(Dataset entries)
====================

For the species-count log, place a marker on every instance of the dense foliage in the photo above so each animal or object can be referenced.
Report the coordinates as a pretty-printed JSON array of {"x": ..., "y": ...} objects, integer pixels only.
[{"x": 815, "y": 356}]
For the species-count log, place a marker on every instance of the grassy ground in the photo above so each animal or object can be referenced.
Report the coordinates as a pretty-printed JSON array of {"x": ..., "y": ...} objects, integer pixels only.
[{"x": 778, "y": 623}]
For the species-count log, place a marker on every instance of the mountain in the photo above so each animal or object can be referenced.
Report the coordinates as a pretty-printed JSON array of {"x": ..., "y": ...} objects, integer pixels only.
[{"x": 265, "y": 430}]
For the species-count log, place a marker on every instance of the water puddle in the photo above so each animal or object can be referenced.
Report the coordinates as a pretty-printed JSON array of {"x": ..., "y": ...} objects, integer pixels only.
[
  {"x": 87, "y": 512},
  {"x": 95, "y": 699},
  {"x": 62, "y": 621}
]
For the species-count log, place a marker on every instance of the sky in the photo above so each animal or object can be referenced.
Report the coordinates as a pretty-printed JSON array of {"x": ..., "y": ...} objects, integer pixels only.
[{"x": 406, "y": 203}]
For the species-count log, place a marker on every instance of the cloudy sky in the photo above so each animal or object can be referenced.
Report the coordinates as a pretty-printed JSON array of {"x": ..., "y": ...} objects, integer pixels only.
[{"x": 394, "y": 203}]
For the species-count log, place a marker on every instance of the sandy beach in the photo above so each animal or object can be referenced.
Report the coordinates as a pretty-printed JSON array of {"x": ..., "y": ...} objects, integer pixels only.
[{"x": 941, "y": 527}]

====================

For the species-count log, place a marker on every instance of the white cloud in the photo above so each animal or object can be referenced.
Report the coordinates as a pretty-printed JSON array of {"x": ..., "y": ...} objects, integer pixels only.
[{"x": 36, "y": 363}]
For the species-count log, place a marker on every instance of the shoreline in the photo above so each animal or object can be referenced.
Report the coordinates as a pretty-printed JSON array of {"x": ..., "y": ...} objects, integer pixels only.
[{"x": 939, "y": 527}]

====================

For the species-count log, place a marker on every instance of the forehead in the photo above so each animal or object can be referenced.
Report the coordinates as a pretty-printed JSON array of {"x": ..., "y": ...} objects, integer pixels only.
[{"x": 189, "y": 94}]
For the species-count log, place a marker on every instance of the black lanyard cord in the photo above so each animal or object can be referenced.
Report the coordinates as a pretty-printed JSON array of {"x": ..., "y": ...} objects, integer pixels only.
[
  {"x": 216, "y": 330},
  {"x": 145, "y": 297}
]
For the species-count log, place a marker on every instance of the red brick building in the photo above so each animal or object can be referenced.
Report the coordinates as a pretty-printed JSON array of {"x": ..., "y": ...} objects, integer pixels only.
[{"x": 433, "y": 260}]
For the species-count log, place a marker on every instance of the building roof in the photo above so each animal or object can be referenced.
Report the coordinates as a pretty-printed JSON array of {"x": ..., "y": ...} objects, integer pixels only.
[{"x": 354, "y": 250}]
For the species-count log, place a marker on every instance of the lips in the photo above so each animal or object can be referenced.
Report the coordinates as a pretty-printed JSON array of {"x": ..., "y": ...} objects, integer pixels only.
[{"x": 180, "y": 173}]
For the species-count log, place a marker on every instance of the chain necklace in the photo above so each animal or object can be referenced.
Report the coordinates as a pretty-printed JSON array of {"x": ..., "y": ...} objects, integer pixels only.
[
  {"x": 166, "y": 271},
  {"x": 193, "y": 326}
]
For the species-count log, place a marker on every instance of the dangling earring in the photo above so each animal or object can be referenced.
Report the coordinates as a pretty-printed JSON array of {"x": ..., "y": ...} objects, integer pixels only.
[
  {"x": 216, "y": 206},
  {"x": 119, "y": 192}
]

====================

## [WHAT IS EXPECTED]
Within the records above, find every line holding the word "building" and give the total as a bare number.

## [ANSWER TO THIS TASK]
2